### Your objective
Each line of the entries that contains the word "clothespin" adds one. Reply with the resulting number only.

--- Data section ---

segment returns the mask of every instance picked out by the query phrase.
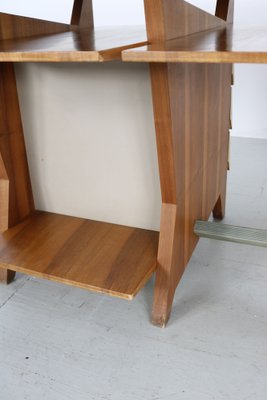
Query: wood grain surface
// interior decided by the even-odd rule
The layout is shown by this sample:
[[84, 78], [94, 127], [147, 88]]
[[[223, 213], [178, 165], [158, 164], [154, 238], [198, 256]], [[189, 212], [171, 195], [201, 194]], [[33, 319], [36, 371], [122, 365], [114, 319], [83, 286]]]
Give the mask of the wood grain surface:
[[215, 15], [226, 22], [234, 22], [234, 0], [217, 0]]
[[127, 48], [147, 44], [145, 28], [79, 29], [0, 40], [0, 61], [99, 62], [121, 59]]
[[37, 18], [0, 13], [0, 39], [16, 39], [34, 35], [65, 32], [70, 25]]
[[124, 51], [124, 61], [267, 63], [267, 28], [208, 30]]
[[70, 23], [81, 28], [94, 27], [92, 0], [74, 1]]
[[0, 13], [0, 39], [48, 35], [94, 26], [92, 0], [74, 0], [70, 24]]
[[92, 0], [74, 1], [70, 24], [0, 13], [0, 62], [109, 61], [146, 43], [145, 28], [94, 30]]
[[153, 43], [225, 26], [221, 18], [184, 0], [144, 0], [144, 5], [147, 35]]
[[0, 267], [131, 300], [157, 248], [158, 232], [36, 212], [1, 234]]
[[[154, 7], [152, 0], [145, 0], [152, 46], [188, 35], [184, 3], [162, 0]], [[193, 21], [202, 21], [201, 10], [190, 10]], [[205, 21], [193, 25], [209, 29], [217, 17]], [[215, 205], [217, 215], [224, 213], [232, 68], [155, 62], [150, 71], [163, 203], [152, 322], [165, 326], [198, 241], [196, 219], [208, 219]]]
[[163, 201], [153, 321], [164, 325], [198, 241], [195, 220], [216, 204], [223, 214], [231, 66], [154, 64], [151, 77]]

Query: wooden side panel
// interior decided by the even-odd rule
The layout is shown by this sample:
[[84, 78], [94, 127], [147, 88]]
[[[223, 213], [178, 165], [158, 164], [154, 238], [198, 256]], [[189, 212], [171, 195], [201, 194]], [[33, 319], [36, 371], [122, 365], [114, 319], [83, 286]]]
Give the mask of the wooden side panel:
[[0, 13], [0, 39], [44, 35], [70, 30], [67, 24]]
[[34, 210], [13, 65], [0, 64], [0, 153], [9, 179], [9, 223], [16, 225]]
[[151, 64], [151, 78], [163, 201], [152, 319], [164, 326], [198, 241], [195, 221], [216, 203], [223, 212], [231, 66]]
[[148, 39], [152, 43], [225, 26], [221, 18], [184, 0], [144, 0], [144, 4]]
[[74, 0], [71, 25], [45, 21], [18, 15], [0, 13], [0, 39], [16, 39], [28, 36], [67, 32], [94, 26], [92, 0]]
[[215, 15], [232, 23], [234, 20], [234, 0], [217, 0]]
[[[0, 64], [0, 200], [1, 231], [18, 224], [34, 210], [16, 80], [10, 63]], [[6, 281], [11, 275], [1, 272]]]
[[94, 18], [92, 0], [74, 1], [71, 24], [79, 25], [81, 28], [93, 28]]
[[[183, 0], [144, 4], [152, 44], [225, 27], [233, 6], [218, 0], [213, 16]], [[195, 221], [224, 213], [231, 66], [151, 63], [150, 70], [163, 202], [152, 321], [164, 326], [198, 241]]]

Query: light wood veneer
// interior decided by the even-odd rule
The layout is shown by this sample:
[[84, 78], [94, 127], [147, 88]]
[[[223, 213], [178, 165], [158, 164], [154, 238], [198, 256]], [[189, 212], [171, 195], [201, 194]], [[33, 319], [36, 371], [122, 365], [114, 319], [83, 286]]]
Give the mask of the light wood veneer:
[[0, 267], [131, 300], [157, 248], [158, 232], [35, 212], [0, 235]]

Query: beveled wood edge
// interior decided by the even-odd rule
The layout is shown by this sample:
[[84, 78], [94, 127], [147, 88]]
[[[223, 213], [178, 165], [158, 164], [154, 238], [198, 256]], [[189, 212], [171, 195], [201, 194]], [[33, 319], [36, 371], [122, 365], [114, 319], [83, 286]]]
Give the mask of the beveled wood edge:
[[122, 59], [122, 52], [145, 46], [147, 41], [133, 43], [107, 50], [93, 51], [47, 51], [47, 52], [0, 52], [0, 62], [105, 62]]
[[74, 286], [80, 289], [86, 289], [92, 292], [96, 292], [96, 293], [101, 293], [101, 294], [108, 294], [110, 296], [113, 297], [119, 297], [125, 300], [133, 300], [134, 295], [132, 294], [122, 294], [122, 293], [118, 293], [115, 292], [113, 290], [107, 290], [107, 289], [102, 289], [102, 288], [98, 288], [95, 286], [91, 286], [91, 285], [86, 285], [82, 282], [76, 282], [76, 281], [72, 281], [70, 279], [64, 279], [61, 277], [52, 277], [51, 275], [46, 275], [44, 273], [38, 272], [38, 271], [29, 271], [27, 268], [22, 268], [19, 266], [14, 266], [14, 265], [10, 265], [10, 264], [5, 264], [5, 263], [0, 263], [0, 268], [1, 269], [8, 269], [10, 271], [15, 271], [15, 272], [20, 272], [22, 274], [25, 275], [29, 275], [32, 276], [34, 278], [41, 278], [41, 279], [46, 279], [48, 281], [54, 281], [54, 282], [59, 282], [59, 283], [64, 283], [65, 285], [69, 285], [69, 286]]
[[58, 282], [58, 283], [63, 283], [65, 285], [69, 285], [69, 286], [74, 286], [77, 287], [79, 289], [85, 289], [91, 292], [95, 292], [95, 293], [100, 293], [100, 294], [106, 294], [112, 297], [116, 297], [116, 298], [120, 298], [120, 299], [124, 299], [124, 300], [133, 300], [136, 295], [139, 293], [139, 291], [147, 284], [148, 280], [151, 278], [151, 276], [153, 275], [153, 273], [156, 271], [156, 267], [157, 267], [157, 263], [155, 262], [152, 267], [149, 269], [149, 271], [144, 275], [142, 281], [140, 282], [140, 284], [135, 288], [134, 292], [131, 294], [127, 294], [127, 293], [121, 293], [121, 292], [117, 292], [111, 289], [103, 289], [97, 286], [93, 286], [93, 285], [89, 285], [89, 284], [85, 284], [82, 282], [77, 282], [77, 281], [73, 281], [71, 279], [65, 279], [62, 277], [57, 277], [57, 276], [51, 276], [49, 274], [44, 274], [42, 272], [38, 272], [38, 271], [32, 271], [29, 270], [27, 268], [23, 268], [23, 267], [19, 267], [19, 266], [15, 266], [15, 265], [11, 265], [11, 264], [6, 264], [1, 262], [0, 263], [0, 269], [2, 270], [8, 270], [8, 271], [13, 271], [13, 272], [19, 272], [28, 276], [32, 276], [34, 278], [41, 278], [41, 279], [46, 279], [48, 281], [52, 281], [52, 282]]
[[0, 52], [0, 62], [100, 62], [98, 51]]
[[136, 48], [122, 52], [124, 62], [147, 63], [209, 63], [209, 64], [266, 64], [267, 52], [197, 52], [197, 51], [153, 51]]

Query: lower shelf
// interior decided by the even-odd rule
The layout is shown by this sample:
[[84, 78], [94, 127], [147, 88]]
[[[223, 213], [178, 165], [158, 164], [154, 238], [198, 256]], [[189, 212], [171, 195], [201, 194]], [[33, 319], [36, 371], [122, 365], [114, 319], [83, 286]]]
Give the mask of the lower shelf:
[[0, 235], [0, 267], [131, 300], [156, 268], [158, 237], [37, 211]]

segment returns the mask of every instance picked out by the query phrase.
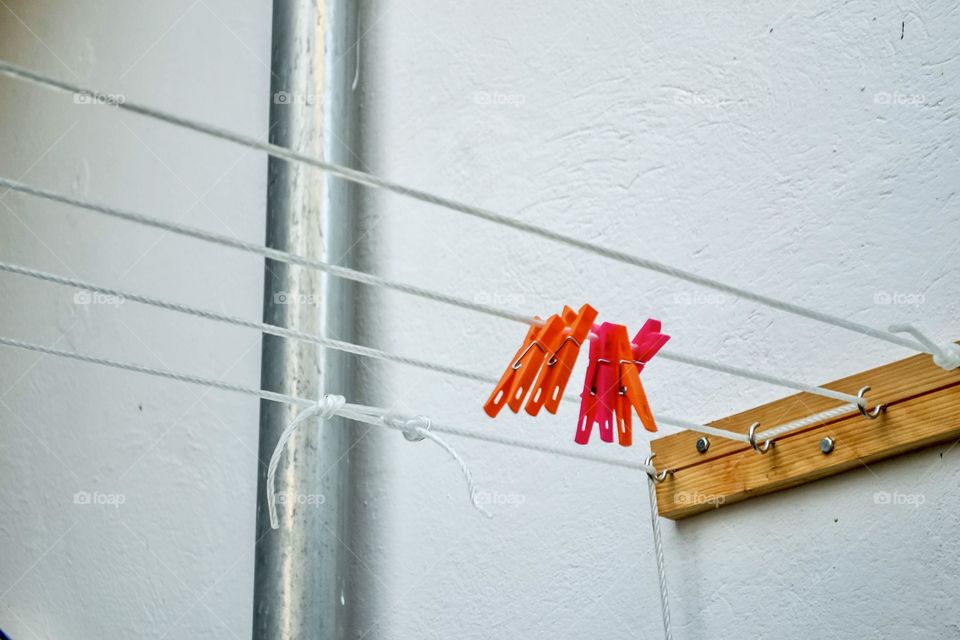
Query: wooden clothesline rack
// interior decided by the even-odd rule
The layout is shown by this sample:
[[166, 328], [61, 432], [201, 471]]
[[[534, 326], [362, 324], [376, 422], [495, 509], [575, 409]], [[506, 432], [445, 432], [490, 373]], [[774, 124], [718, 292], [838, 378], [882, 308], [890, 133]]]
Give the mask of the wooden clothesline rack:
[[[660, 515], [682, 520], [960, 437], [960, 369], [946, 371], [920, 354], [823, 386], [856, 393], [868, 385], [870, 397], [885, 405], [877, 419], [859, 413], [826, 419], [778, 437], [766, 453], [721, 438], [698, 448], [704, 436], [694, 431], [653, 440], [657, 468], [671, 471], [657, 485]], [[746, 434], [756, 422], [782, 424], [835, 405], [798, 393], [710, 426]]]

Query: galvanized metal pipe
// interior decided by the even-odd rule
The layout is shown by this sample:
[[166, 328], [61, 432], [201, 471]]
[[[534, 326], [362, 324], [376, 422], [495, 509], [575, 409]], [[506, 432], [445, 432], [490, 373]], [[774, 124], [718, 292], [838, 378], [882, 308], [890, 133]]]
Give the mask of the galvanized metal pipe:
[[[357, 101], [357, 4], [351, 0], [274, 0], [270, 141], [353, 165]], [[350, 265], [355, 186], [302, 164], [270, 158], [267, 245]], [[317, 271], [266, 261], [264, 322], [352, 341], [352, 284]], [[262, 388], [301, 397], [351, 399], [345, 354], [263, 336]], [[260, 407], [261, 461], [268, 460], [297, 409]], [[341, 420], [301, 429], [277, 473], [279, 530], [267, 515], [260, 467], [254, 568], [253, 638], [345, 638], [351, 604], [341, 541], [349, 540], [353, 433]]]

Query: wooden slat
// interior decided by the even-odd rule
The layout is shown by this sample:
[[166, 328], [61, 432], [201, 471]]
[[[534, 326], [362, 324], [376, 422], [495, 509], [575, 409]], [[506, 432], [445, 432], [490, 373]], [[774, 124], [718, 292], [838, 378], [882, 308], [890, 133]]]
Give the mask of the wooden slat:
[[[857, 413], [812, 425], [778, 438], [765, 455], [716, 437], [710, 438], [710, 450], [700, 454], [695, 447], [699, 434], [691, 431], [654, 440], [657, 468], [675, 471], [657, 486], [661, 514], [689, 517], [718, 503], [733, 504], [960, 435], [960, 370], [944, 371], [930, 356], [918, 355], [825, 386], [856, 393], [866, 385], [873, 388], [868, 394], [872, 402], [889, 407], [881, 418], [867, 421]], [[797, 394], [711, 424], [745, 433], [756, 421], [762, 431], [837, 404]], [[823, 455], [819, 442], [827, 435], [837, 445]]]

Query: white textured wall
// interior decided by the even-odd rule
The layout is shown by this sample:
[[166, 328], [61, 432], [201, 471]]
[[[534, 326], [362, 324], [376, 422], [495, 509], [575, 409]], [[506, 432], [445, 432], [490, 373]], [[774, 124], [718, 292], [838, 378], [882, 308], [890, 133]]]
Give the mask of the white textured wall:
[[[268, 2], [0, 3], [0, 57], [265, 135]], [[246, 240], [266, 160], [0, 77], [0, 174]], [[0, 193], [0, 256], [259, 318], [255, 257]], [[257, 385], [260, 340], [0, 274], [0, 333]], [[0, 628], [13, 640], [247, 638], [256, 400], [0, 350]], [[119, 495], [76, 505], [75, 492]]]
[[[265, 135], [269, 3], [4, 2], [3, 58]], [[360, 155], [376, 173], [566, 233], [956, 338], [960, 15], [928, 6], [369, 2]], [[6, 78], [0, 113], [3, 175], [263, 237], [257, 154]], [[0, 203], [3, 259], [260, 314], [256, 259], [14, 194]], [[404, 281], [531, 313], [590, 302], [630, 326], [655, 316], [678, 350], [811, 382], [907, 355], [395, 196], [369, 205], [357, 250]], [[876, 304], [883, 293], [922, 303]], [[259, 377], [245, 331], [81, 307], [7, 275], [0, 295], [4, 335]], [[366, 343], [491, 374], [523, 331], [399, 294], [365, 308]], [[0, 626], [14, 640], [247, 637], [256, 402], [0, 357]], [[575, 409], [490, 422], [483, 386], [365, 371], [364, 399], [572, 439]], [[693, 420], [782, 394], [665, 361], [646, 384], [655, 410]], [[451, 442], [506, 503], [495, 519], [472, 510], [429, 442], [374, 432], [356, 450], [357, 637], [658, 637], [643, 478]], [[676, 637], [956, 637], [958, 469], [958, 450], [941, 447], [666, 522]], [[877, 490], [924, 504], [878, 506]], [[76, 491], [125, 503], [74, 505]]]
[[[955, 3], [409, 0], [371, 3], [366, 24], [371, 170], [870, 325], [958, 337]], [[658, 317], [671, 346], [702, 357], [825, 382], [908, 355], [394, 196], [373, 201], [370, 224], [386, 275], [531, 313], [590, 302], [632, 327]], [[875, 304], [882, 293], [923, 302]], [[377, 346], [491, 374], [523, 336], [399, 294], [371, 302]], [[665, 361], [645, 376], [655, 410], [691, 420], [784, 395]], [[378, 383], [379, 400], [438, 419], [572, 440], [575, 407], [492, 422], [482, 385], [400, 367]], [[368, 638], [659, 637], [643, 478], [457, 441], [483, 490], [522, 502], [485, 521], [439, 449], [378, 442], [377, 528], [357, 549]], [[940, 447], [666, 522], [676, 637], [957, 637], [958, 482], [960, 450]], [[925, 503], [878, 506], [878, 490]]]

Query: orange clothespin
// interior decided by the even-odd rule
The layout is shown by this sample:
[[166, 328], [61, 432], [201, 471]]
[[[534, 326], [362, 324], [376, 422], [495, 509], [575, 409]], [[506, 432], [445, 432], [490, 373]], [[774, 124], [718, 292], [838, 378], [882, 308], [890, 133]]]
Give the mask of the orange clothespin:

---

### Exercise response
2